Records supplied

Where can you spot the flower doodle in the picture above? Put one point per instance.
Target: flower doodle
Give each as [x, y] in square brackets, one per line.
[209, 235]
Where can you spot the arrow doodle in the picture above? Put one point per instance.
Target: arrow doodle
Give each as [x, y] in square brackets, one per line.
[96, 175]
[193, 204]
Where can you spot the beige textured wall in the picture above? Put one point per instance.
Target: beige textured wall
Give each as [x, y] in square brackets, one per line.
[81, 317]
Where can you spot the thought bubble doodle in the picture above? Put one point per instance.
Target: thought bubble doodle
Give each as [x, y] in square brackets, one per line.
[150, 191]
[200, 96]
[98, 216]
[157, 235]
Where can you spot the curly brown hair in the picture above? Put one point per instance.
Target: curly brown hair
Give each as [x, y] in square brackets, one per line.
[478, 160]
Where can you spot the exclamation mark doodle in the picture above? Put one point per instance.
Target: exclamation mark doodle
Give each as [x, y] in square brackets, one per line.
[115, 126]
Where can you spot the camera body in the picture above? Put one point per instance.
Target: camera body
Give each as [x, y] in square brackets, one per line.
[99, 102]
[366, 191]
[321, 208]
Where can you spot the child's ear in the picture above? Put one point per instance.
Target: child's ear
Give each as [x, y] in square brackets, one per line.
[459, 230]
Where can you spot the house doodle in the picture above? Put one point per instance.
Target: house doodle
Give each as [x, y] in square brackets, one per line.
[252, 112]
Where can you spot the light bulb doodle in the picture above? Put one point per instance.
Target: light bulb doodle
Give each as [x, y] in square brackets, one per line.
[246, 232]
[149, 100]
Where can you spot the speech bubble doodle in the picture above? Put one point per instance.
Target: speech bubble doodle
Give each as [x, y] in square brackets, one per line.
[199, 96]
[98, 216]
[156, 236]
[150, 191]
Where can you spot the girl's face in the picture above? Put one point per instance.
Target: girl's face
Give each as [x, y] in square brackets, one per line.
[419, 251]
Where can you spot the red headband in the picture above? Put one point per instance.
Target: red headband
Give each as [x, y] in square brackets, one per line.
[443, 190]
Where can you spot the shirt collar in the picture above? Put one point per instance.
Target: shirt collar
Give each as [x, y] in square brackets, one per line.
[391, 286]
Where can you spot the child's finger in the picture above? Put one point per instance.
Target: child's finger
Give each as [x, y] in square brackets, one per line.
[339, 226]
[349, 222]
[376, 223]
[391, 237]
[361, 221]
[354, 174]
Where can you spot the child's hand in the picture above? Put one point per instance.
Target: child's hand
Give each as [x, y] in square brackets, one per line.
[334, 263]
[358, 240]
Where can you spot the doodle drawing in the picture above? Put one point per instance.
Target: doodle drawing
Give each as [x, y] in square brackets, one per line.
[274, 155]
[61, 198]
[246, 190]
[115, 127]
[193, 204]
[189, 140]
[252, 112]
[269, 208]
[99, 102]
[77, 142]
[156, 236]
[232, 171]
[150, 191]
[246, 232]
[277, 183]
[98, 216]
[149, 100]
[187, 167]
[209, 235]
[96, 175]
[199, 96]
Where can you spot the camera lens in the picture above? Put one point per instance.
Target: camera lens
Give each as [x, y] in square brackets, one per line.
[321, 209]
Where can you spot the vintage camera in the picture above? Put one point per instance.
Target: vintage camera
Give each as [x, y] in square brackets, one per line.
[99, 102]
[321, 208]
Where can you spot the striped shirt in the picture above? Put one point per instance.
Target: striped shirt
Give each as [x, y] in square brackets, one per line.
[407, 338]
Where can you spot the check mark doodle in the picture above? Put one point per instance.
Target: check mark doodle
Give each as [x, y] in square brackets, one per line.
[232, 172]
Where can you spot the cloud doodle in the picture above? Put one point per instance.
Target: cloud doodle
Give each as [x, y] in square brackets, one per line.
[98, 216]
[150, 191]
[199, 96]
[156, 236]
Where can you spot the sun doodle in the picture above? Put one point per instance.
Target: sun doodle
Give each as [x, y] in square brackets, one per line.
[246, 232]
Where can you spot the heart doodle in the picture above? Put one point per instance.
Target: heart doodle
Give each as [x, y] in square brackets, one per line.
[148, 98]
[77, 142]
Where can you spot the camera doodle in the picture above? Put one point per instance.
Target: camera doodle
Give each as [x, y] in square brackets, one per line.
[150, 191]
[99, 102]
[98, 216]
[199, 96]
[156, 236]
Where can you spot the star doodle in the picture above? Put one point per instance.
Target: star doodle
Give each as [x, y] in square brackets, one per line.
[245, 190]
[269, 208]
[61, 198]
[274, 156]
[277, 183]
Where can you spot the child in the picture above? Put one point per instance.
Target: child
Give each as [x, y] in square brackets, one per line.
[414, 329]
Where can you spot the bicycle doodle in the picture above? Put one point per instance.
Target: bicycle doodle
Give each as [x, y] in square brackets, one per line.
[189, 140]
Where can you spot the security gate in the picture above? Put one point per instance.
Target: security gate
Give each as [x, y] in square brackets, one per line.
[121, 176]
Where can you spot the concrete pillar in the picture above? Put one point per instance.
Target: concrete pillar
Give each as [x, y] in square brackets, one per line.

Goal
Every record above should be copied exactly.

Written solution
Where can you spot the flower doodle in the picture above? Put one point per instance.
Target: flower doodle
Give each as [x, y] in square brackets, one per line.
[209, 235]
Where can you spot the arrow doodle in the picture above? Put one point per instance.
Target: arrow doodle
Give each as [x, y] in square brackets, one per line.
[96, 175]
[193, 204]
Where can you spot the beige textured wall in the picture above? Put one point per instance.
Target: beige textured wall
Give each as [x, y] in square brackets, one per line.
[81, 317]
Where can you spot the thought bubble doodle in the picture above? Put one point per instance.
Target: thought bubble doodle
Give each as [x, y] in square brackets, one per line.
[150, 191]
[200, 96]
[98, 216]
[157, 235]
Where can you spot the curly brown hair in the picture above? Put one point per instance.
Target: curly brown hair
Give each as [x, y] in square brackets, one per line.
[478, 160]
Where can you spot the exclamation mark doodle in the picture above? Put one point per instance.
Target: exclamation mark doodle
Give each as [x, y] in square brackets, one per line.
[115, 126]
Where can you spot the camera body in the picture above? Put one point per instance.
Target: camera body
Give each as [x, y] in square brackets, one per line.
[99, 102]
[366, 191]
[321, 208]
Where can you spot the child's ear in the picture above? Put one point per instance.
Target: child's ear
Give each as [x, y] in square brackets, one per line.
[459, 230]
Where can you spot the house doodle in the picture above? Put one point per instance.
Target: house doodle
Give each as [x, y] in square brackets, one per line.
[252, 112]
Where can you spot the light bulb doodle in the picture above? Put one point per instance.
Target: light bulb doodle
Give each as [x, y] in square brackets, one per line.
[246, 232]
[149, 100]
Where can you spot the speech bubble doodle in the picture above? Put one point per instance.
Target: speech bubble doodle
Give each as [x, y] in square brackets, one per line.
[199, 96]
[98, 216]
[156, 236]
[150, 191]
Where can you spot the girl's face in the picture above? Put one point per instance.
Target: girl's face
Give each as [x, y] in square brackets, one per line.
[419, 251]
Where can you spot the red headband in the picture above? Put one point per instance.
Target: red headband
Give each as [x, y] in square brackets, one per line.
[443, 190]
Where can you spot the shirt collar in the picture above? Put one point per instance.
Target: shirt collar
Give each as [x, y] in square brackets, one per line.
[391, 286]
Where can you spot the child's finger in the picture above? Put one point per instance.
Target: child's finger
Give each as [x, y] in square brackets, one per line.
[339, 226]
[349, 222]
[376, 223]
[391, 237]
[361, 221]
[354, 174]
Where can you spot the child's hand in the picture above? Put one point per instance.
Target: child's hand
Give each as [x, y] in square brackets, one per line.
[334, 263]
[358, 240]
Where can you spot the doodle drawing in the picture above? Put one point per instance.
Target: doodle drawing
Give each as [x, y] in square brackets, one per line.
[274, 155]
[61, 198]
[246, 190]
[115, 127]
[193, 204]
[189, 140]
[252, 112]
[269, 208]
[99, 102]
[77, 142]
[156, 236]
[232, 171]
[150, 191]
[246, 232]
[277, 183]
[98, 216]
[149, 100]
[187, 167]
[209, 235]
[96, 175]
[199, 96]
Where can you spot the camera lens in the picture above? Put one point per instance.
Target: camera lens
Give each as [x, y] in square brackets, one per line.
[321, 209]
Where can you spot the vintage camera in the picture above? Put one point per instance.
Target: vintage camera
Give each as [x, y] in square brackets, one per line.
[99, 102]
[321, 208]
Where can you spot the striped shirt in the picture above? Put one point per instance.
Target: striped shirt
Give each as [x, y] in square brackets, one per line.
[407, 338]
Where can you spot the check mark doodle in the picture above? Put one point per instance.
Target: check mark doodle
Give each as [x, y] in square brackets, one per line.
[232, 172]
Where can you spot the cloud doodle in the picture above? Put one point per instance.
Target: cloud doodle
Give each as [x, y] in square brackets, one per line.
[98, 216]
[150, 191]
[199, 96]
[156, 236]
Where can you spot the sun doodle in the picture above? Put one point per instance.
Target: sun doodle
Give each as [x, y] in square brackets, one per line.
[246, 232]
Where can you spot the heart doodle in the picture above? Put one point per instance.
Target: heart doodle
Give each as [x, y] in square brackets, one per line.
[148, 98]
[77, 142]
Where can you spot the camera doodle in the picture above? Put one point per instance.
Target: camera doodle
Give each as [x, y] in square brackets, one per line.
[150, 191]
[99, 102]
[98, 216]
[199, 96]
[156, 236]
Where can you spot the star doodle in the picture above? Put one point per instance.
Target: star doodle
Give each as [x, y] in square brackets, one per line.
[245, 190]
[269, 208]
[61, 198]
[274, 156]
[277, 183]
Where can you spot the child in the picture above? Put one point per instance.
Target: child
Give each as [x, y] in square brackets, one per line.
[414, 329]
Where can you spot the bicycle doodle in the picture above? Put one point per instance.
Target: bicycle doodle
Give each as [x, y] in square brackets, one per line.
[189, 140]
Where can you spot the security gate in the picture above? Put one point per instance.
Target: security gate
Give each as [x, y] in square brackets, one per line.
[121, 176]
Where can you spot the concrete pillar in the picture above? Put one point per instance.
Target: concrete pillar
Give each as [x, y] in square brackets, one per line.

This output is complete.